* [PAGE TEXT]:
<<<<

Open the directory for your desired SOF version in terminal, let's assume v2.1.1.
`sudo rsync -a sof*v2.1.1 /lib/firmware/intel/
sudo ln -s sof-v2.1.1 /lib/firmware/intel/sof
sudo ln -s sof-tplg-v2.1.1 /lib/firmware/intel/sof-tplg
sudo rsync tools-v2.1.1/* /usr/local/bin`

(If you don't want to use symbolic links, refer to the repository for instructions on how to install the drivers without symbolic links)

*Step 3 - Download and install the fixes/patches from the following SOF Project Github repo:*
Link: https://github.com/thesofproject/alsa-ucm-conf/tree/sof_ucm1

(Remove the old _"/usr/share/alsa/ucm"_ directory and replace it with the newly downloaded one from the repo)
`sudo rm -r /usr/share/alsa/ucm
sudo mv ./ucm /usr/share/alsa`

*Step 4 - REBOOT*
After you reboot, all your speakers, microphones and everything will show up and will be working. HOWEVER, the microphone input and speakers volume will be lower than usual. Step 5-6 are the fix for this.

*Step 5 - Raise the input/output volume using ALSAMIXER (after rebooting!)*
a) Open alsamixer in terminal.
b) Press F5 to show all devices.
c) Raise everything (or what you need) to the maximum value possible.

*Step 6 - Save the ALSAMIXER settings permanently for each reboot*
(we use the first "store" command once to store the settings in the designated file, then each time you reboot, the "restore" command will restore the settings from this file)

a) alsactl --file ~/.config/asound.state store
b) Set the command "alsactl --file ~/.config/asound.state restore" to run automatically on each startup so that the stored alsamixer settings in step 6(a) are always restored.

Cheers to the lads here: https://bbs.archlinux.org/viewtopic.php?id=249900&p=4


----------



## bsduck (May 10, 2022)

raubkatzenbaby said:


> I'm not sure if this solution is cross-distro and will work with you as it did on my Mint setup. I'm just sharing and feel free to remove my reply if it is irrelevant.


Thank you for caring but your solution won't work: FreeBSD isn't a Linux distribution and doesn't use the Advanced Linux Sound Architecture (ALSA).


----------

>>>>

* [WHAT IS REQUIRED]:
Answer these from the forum thread above:
1. Which key shows all devices in alsamixer?
2. Which directory does Step 3 say to remove and replace?
3. According to bsduck's reply, what sound system does FreeBSD not use?

* [RECORDED DATA]:
<<<<

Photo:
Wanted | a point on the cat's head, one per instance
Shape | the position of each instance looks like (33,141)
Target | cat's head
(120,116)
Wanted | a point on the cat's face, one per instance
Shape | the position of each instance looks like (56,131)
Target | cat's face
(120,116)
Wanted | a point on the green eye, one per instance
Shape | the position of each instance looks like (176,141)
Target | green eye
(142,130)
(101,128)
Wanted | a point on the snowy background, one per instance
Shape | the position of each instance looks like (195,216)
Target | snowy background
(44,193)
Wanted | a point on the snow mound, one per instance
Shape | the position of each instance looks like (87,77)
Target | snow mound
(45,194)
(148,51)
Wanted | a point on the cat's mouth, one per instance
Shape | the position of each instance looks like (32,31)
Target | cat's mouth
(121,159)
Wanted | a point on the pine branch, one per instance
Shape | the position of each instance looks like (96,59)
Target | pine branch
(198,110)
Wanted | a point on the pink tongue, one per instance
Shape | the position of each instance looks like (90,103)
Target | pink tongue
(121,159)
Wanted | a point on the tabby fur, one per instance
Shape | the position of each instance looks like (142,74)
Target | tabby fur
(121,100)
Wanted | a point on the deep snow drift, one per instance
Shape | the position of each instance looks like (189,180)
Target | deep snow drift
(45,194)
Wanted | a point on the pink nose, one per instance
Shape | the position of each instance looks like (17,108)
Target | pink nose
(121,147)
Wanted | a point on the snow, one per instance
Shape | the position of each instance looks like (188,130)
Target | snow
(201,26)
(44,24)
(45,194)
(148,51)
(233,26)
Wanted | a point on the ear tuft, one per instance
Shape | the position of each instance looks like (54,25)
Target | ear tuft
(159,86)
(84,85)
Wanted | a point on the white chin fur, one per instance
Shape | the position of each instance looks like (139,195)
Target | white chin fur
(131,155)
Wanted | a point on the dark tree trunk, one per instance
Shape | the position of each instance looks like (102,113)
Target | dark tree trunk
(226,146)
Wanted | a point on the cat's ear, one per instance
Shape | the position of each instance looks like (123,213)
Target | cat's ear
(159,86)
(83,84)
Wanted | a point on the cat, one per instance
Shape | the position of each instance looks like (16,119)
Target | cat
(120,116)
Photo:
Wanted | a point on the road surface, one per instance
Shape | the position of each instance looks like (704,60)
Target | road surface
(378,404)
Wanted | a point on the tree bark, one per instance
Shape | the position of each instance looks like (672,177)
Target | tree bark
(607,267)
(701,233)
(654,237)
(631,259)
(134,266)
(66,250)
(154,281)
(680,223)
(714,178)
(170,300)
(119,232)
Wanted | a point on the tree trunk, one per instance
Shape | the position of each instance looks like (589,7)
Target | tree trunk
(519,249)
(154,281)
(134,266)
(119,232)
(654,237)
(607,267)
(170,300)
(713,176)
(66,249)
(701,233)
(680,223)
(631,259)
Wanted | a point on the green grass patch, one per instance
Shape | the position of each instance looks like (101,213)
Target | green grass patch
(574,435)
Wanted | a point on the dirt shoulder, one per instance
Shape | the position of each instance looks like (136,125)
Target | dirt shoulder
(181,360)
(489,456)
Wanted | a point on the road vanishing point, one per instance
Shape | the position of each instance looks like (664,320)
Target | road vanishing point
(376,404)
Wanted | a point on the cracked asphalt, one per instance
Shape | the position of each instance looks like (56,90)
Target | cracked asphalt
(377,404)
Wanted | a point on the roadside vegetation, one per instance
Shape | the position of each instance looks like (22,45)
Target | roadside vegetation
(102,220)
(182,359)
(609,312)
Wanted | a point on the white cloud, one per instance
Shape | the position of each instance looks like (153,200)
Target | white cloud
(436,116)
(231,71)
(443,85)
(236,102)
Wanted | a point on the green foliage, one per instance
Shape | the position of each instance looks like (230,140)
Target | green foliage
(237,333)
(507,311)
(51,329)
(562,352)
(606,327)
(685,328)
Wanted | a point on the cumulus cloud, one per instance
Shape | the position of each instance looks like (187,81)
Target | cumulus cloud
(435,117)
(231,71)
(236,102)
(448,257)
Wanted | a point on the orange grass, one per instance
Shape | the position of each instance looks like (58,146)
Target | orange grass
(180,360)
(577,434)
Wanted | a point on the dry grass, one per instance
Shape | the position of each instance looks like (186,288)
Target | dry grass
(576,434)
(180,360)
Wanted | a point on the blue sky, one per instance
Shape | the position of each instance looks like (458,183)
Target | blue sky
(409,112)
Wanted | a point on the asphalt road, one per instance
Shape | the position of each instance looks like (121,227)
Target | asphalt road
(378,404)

>>>>
<<<<

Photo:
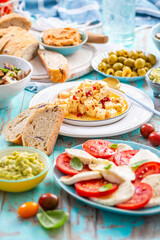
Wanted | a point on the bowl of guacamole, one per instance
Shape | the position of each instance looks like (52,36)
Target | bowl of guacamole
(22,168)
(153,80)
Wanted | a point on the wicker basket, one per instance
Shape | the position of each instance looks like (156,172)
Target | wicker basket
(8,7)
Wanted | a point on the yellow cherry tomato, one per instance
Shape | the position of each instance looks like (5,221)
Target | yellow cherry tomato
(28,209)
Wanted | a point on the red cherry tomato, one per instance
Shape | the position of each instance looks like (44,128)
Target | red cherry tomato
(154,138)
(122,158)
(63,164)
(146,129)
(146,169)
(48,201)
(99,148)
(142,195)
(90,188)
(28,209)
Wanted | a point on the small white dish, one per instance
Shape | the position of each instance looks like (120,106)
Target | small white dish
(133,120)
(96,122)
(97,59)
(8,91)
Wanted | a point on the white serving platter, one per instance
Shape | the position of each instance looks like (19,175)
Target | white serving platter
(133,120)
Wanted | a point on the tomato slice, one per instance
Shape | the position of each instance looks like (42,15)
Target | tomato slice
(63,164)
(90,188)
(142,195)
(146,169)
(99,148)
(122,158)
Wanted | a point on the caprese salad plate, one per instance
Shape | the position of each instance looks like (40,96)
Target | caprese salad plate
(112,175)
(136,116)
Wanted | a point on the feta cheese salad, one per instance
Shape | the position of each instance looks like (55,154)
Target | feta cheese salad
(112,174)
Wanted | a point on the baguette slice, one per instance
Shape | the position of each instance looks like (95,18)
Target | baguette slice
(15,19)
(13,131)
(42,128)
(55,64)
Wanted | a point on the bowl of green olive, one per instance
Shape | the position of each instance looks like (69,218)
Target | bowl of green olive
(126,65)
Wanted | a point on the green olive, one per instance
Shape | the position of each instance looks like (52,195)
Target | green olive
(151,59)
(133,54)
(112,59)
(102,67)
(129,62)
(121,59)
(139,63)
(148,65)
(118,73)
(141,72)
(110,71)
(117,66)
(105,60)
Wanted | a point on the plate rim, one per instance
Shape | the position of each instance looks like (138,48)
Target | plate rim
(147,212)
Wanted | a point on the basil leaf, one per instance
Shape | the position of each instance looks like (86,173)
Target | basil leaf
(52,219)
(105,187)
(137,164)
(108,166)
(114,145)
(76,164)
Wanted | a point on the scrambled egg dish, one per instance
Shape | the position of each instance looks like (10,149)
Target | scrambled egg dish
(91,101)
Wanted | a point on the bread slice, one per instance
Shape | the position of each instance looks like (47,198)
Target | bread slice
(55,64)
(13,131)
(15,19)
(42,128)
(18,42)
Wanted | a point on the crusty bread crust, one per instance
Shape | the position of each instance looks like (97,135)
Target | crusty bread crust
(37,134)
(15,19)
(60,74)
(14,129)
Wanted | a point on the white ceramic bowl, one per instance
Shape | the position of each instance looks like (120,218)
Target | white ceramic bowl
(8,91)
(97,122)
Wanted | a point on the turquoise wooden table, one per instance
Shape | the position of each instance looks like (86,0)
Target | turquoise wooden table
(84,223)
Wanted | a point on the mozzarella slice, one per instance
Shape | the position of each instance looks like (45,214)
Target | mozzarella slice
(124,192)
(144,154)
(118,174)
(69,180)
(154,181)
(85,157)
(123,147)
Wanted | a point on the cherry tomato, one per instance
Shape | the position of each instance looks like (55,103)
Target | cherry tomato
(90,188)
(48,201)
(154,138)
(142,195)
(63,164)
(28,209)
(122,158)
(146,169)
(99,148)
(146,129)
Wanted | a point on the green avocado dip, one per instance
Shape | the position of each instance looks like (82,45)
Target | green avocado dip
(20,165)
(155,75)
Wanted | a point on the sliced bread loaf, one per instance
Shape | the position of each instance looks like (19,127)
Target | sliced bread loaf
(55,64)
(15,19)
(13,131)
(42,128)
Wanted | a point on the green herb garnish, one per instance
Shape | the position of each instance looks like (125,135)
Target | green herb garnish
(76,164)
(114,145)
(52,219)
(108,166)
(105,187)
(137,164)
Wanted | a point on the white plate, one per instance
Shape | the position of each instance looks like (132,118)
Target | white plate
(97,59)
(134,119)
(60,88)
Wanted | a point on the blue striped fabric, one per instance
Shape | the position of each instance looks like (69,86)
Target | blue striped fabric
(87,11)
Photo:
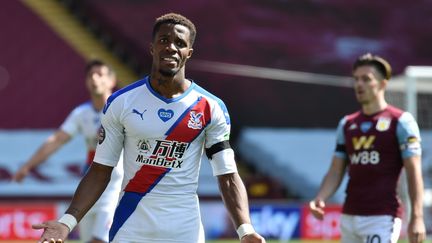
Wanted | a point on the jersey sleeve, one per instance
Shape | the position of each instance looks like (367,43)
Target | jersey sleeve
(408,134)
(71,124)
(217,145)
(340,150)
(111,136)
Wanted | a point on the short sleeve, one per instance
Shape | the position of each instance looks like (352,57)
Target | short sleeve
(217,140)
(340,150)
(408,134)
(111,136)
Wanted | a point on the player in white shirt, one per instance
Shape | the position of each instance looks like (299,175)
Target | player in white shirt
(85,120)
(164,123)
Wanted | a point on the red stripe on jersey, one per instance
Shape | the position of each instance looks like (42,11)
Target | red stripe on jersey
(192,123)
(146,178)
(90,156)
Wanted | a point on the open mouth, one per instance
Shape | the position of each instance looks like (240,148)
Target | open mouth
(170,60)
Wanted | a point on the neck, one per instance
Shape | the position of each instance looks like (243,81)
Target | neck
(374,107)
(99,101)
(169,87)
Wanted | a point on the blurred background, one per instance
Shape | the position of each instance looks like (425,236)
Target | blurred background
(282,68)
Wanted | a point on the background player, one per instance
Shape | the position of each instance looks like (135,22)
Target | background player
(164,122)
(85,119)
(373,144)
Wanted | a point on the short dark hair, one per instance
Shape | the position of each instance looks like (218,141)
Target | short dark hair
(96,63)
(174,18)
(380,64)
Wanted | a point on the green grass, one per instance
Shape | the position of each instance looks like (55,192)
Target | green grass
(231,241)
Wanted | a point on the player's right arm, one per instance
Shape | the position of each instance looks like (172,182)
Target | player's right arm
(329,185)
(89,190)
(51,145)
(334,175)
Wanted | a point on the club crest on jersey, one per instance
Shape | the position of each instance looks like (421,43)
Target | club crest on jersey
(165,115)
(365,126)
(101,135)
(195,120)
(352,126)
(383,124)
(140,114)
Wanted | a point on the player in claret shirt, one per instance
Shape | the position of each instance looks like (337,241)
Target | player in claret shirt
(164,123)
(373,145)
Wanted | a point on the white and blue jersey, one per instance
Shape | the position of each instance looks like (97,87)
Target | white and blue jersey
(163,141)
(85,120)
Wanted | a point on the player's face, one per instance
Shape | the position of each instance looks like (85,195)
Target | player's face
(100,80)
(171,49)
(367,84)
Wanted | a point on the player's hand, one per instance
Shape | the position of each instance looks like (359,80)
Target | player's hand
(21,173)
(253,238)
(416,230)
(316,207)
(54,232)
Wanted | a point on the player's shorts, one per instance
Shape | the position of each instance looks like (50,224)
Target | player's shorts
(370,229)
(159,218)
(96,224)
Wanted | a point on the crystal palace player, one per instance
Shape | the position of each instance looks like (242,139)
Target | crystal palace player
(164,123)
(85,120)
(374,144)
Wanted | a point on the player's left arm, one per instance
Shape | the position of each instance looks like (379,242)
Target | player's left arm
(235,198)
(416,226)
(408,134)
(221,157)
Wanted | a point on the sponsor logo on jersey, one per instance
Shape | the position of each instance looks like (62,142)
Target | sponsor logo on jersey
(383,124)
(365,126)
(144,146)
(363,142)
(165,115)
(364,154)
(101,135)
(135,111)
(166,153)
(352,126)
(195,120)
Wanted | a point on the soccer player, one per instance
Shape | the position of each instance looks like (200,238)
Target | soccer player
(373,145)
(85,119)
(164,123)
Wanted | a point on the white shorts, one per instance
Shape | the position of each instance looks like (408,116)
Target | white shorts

>>>>
<<<<

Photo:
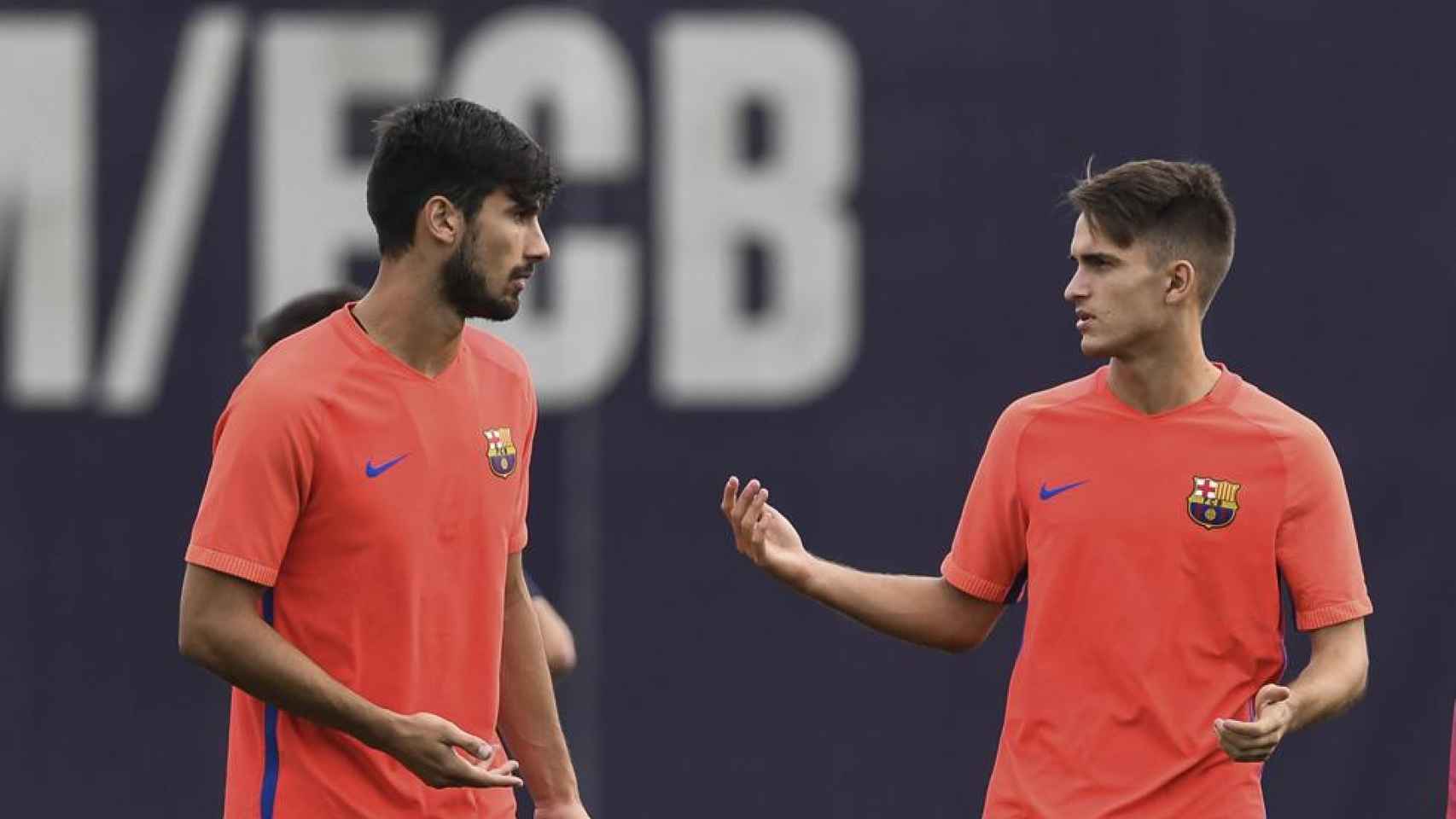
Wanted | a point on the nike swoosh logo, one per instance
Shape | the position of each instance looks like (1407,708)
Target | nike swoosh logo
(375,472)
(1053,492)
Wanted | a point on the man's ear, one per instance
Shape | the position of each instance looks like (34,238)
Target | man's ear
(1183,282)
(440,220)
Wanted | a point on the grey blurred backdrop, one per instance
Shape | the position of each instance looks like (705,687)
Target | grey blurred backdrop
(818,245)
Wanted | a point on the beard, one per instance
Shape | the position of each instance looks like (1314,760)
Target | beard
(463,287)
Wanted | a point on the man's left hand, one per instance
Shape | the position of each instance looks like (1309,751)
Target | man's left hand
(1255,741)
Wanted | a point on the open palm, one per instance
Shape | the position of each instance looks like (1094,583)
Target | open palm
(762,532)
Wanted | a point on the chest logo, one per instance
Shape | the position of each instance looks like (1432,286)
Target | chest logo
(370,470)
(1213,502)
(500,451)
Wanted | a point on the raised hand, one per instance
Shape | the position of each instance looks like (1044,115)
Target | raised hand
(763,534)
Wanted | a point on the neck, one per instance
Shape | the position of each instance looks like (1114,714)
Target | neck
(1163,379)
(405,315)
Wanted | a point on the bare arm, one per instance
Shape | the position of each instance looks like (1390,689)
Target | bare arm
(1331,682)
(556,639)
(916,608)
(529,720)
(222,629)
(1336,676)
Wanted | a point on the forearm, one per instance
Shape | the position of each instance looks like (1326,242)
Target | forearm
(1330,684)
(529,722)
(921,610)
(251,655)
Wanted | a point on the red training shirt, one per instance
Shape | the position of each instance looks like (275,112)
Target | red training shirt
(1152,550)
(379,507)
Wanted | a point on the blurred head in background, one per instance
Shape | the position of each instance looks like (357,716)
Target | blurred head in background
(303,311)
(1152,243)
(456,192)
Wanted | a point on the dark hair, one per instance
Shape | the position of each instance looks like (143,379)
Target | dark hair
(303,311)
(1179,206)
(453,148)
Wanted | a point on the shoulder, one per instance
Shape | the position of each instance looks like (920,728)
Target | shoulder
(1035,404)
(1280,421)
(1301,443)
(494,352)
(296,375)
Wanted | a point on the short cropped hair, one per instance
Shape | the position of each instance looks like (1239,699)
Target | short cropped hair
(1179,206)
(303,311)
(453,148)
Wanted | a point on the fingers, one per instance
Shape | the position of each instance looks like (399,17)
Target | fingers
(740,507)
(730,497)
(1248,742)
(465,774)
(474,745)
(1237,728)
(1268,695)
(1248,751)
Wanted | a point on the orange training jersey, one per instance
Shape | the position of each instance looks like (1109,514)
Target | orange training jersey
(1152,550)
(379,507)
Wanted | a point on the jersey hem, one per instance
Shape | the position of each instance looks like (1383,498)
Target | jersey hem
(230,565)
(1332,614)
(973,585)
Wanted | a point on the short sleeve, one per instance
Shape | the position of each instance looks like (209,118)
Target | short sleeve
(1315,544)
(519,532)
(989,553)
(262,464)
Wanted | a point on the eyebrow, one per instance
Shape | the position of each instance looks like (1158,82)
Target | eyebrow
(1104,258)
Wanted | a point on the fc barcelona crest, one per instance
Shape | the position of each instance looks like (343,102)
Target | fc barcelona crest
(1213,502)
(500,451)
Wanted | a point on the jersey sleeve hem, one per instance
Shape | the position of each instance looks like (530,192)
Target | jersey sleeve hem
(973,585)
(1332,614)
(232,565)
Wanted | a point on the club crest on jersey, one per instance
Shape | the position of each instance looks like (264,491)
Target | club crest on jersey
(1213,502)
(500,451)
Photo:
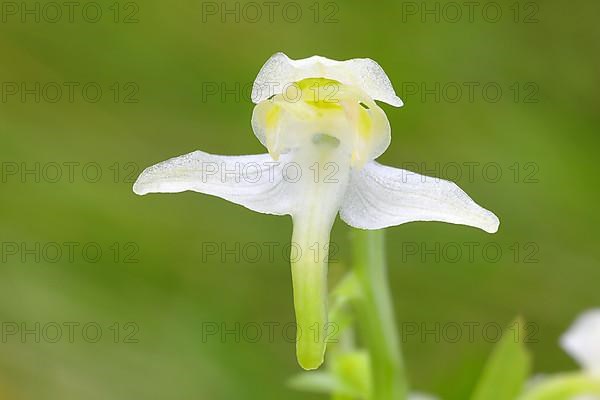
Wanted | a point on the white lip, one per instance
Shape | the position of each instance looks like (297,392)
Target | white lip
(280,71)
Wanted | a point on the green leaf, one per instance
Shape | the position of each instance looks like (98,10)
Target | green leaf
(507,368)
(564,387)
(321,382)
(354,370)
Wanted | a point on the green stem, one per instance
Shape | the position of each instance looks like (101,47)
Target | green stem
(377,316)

>>>>

* [RESULT]:
1. F5
2. /usr/share/alsa/ucm
3. The Advanced Linux Sound Architecture (ALSA)